#### [EXERCISE INSTRUCTIONS]
Find every line below that contains the word "microphone" and copy each one in full.

#### [SUPPLIED RECORDS]
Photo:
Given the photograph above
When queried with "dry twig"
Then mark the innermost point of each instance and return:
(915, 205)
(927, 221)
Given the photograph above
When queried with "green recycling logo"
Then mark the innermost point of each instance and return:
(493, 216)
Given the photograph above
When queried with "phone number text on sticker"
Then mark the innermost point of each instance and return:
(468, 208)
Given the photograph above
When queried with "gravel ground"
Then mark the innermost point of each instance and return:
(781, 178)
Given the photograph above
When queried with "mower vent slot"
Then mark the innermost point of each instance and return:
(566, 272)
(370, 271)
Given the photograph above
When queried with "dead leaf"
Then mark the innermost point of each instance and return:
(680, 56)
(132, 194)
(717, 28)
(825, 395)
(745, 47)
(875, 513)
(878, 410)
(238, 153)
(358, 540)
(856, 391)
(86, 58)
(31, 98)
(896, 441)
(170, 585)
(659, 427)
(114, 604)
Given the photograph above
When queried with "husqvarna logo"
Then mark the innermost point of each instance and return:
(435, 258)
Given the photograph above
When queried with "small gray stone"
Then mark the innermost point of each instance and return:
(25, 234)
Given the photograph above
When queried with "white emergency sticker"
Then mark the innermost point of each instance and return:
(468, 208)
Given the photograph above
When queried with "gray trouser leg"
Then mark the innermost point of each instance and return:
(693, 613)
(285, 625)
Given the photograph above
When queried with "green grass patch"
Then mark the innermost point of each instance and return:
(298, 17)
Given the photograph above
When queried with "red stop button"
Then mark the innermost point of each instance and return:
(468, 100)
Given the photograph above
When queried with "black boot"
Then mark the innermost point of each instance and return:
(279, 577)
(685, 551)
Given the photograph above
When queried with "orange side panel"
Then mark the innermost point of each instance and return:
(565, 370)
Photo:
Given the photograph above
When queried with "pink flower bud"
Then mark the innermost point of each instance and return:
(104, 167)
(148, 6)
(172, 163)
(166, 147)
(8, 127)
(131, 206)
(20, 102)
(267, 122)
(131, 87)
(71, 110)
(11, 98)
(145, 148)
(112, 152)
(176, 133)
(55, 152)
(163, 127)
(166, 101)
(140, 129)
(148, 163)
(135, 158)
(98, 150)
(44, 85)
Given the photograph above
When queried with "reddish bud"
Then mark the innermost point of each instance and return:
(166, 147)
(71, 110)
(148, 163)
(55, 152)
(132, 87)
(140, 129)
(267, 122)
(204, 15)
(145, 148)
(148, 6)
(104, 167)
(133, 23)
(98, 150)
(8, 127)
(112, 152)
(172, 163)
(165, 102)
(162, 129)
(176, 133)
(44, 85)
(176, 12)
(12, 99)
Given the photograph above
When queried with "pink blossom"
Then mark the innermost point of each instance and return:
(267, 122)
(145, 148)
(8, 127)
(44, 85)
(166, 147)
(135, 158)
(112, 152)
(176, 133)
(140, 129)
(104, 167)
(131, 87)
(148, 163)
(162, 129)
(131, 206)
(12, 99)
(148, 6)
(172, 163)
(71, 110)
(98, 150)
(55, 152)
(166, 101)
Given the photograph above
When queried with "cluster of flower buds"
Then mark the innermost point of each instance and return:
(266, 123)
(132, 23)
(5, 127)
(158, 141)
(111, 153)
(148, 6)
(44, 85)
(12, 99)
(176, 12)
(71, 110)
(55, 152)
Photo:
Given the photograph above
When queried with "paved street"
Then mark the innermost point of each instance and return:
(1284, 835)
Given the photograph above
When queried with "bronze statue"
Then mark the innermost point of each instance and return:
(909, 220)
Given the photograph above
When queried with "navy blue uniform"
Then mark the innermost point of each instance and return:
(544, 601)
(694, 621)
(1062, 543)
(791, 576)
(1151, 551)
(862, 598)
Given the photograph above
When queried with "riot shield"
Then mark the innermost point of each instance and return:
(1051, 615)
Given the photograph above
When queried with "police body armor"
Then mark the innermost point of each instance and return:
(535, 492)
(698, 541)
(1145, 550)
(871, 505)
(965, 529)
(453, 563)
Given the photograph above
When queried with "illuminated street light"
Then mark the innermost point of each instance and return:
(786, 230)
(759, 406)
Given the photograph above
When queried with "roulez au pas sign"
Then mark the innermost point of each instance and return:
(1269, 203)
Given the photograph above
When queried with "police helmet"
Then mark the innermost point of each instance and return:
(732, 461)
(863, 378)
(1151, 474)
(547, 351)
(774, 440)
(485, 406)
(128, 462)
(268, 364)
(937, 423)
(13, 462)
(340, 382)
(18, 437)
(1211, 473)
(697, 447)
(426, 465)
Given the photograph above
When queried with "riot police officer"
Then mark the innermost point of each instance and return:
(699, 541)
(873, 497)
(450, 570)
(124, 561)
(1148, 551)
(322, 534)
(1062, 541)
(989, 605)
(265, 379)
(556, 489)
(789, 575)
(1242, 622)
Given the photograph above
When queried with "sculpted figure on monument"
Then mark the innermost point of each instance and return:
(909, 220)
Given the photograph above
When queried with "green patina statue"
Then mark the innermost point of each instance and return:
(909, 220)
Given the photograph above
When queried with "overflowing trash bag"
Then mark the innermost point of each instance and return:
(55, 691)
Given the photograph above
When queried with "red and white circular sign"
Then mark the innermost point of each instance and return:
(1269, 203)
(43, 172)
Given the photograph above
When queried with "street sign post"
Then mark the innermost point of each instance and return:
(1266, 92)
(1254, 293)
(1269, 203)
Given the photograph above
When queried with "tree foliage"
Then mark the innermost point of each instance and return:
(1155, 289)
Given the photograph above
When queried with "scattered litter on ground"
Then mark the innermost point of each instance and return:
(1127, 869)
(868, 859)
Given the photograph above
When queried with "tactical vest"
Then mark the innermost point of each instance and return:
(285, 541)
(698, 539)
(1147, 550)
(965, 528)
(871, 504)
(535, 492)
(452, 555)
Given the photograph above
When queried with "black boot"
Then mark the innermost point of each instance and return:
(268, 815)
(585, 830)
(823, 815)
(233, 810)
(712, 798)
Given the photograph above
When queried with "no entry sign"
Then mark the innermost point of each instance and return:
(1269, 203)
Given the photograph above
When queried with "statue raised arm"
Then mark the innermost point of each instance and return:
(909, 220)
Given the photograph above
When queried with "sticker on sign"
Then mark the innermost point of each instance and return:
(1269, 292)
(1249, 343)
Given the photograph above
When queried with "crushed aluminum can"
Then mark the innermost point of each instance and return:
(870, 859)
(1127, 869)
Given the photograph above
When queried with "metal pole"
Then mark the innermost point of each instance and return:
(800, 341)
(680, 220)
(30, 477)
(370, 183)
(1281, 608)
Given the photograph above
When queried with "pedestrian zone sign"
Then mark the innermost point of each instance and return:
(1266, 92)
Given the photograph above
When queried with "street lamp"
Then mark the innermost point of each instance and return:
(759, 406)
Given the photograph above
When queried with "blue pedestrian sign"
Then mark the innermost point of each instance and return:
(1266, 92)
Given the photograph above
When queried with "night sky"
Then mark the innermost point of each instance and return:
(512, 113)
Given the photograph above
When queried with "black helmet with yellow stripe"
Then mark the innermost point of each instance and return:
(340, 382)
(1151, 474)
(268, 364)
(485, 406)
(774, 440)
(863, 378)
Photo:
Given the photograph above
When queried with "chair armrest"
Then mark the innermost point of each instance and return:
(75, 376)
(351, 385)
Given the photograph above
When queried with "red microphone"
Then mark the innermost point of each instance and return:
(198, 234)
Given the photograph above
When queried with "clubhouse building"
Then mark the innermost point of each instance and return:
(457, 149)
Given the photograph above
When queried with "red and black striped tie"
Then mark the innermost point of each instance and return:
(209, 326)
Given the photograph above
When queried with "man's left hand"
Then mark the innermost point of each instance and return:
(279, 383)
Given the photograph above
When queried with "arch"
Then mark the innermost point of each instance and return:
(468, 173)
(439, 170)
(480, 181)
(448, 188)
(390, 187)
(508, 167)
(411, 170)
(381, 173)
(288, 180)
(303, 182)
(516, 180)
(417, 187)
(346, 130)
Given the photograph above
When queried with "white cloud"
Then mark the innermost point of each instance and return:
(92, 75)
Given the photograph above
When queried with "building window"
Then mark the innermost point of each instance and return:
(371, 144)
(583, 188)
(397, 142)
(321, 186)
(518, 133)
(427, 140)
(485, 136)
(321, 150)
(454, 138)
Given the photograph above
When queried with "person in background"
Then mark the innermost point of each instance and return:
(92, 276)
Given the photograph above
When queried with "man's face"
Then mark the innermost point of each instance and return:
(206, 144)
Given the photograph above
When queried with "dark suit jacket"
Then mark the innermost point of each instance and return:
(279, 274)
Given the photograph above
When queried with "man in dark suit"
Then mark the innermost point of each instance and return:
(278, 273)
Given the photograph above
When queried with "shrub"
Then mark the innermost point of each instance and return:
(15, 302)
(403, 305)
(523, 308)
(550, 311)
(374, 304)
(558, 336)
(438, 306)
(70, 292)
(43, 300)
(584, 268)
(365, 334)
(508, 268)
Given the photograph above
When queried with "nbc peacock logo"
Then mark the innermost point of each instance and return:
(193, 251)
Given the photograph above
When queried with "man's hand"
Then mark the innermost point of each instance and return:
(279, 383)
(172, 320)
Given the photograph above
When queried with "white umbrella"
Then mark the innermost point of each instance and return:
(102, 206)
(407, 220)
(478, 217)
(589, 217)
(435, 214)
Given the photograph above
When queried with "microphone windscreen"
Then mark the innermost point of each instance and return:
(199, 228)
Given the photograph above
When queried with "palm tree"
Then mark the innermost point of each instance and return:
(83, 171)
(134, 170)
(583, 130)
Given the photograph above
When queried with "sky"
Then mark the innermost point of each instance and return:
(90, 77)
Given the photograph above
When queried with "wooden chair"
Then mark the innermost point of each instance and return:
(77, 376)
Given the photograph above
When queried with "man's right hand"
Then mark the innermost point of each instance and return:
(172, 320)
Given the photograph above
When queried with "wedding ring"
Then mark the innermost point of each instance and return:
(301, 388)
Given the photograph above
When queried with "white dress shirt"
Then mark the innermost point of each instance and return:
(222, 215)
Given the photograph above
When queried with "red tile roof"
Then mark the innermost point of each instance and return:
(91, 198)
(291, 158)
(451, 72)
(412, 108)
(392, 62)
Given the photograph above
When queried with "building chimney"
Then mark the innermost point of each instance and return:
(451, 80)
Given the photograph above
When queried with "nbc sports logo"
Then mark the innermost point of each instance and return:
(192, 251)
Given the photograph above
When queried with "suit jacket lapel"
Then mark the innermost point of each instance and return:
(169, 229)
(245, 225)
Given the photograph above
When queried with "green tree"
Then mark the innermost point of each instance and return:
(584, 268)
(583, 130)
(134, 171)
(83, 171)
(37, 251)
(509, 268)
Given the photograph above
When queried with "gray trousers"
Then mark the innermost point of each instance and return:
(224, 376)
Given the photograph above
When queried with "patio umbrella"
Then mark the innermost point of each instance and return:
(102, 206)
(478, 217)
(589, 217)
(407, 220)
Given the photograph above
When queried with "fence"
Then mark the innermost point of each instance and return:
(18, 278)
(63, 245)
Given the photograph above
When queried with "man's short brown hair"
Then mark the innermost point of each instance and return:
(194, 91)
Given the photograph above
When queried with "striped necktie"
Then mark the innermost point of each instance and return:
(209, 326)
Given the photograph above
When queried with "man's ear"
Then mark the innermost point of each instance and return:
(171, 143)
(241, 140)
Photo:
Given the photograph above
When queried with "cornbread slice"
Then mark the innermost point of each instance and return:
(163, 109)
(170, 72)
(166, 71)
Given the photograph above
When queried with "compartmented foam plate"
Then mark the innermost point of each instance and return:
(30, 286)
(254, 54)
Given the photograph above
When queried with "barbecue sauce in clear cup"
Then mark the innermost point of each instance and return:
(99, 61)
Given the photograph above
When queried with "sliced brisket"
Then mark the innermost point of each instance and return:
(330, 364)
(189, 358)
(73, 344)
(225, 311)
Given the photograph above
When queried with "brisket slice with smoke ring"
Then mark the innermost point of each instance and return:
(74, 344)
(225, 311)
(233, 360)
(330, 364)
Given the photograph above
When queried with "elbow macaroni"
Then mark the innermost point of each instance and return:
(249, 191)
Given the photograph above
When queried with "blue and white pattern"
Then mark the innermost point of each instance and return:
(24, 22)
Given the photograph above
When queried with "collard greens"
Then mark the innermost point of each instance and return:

#### [TASK ANSWER]
When queried with "red microphone"
When queried with "microphone windscreen"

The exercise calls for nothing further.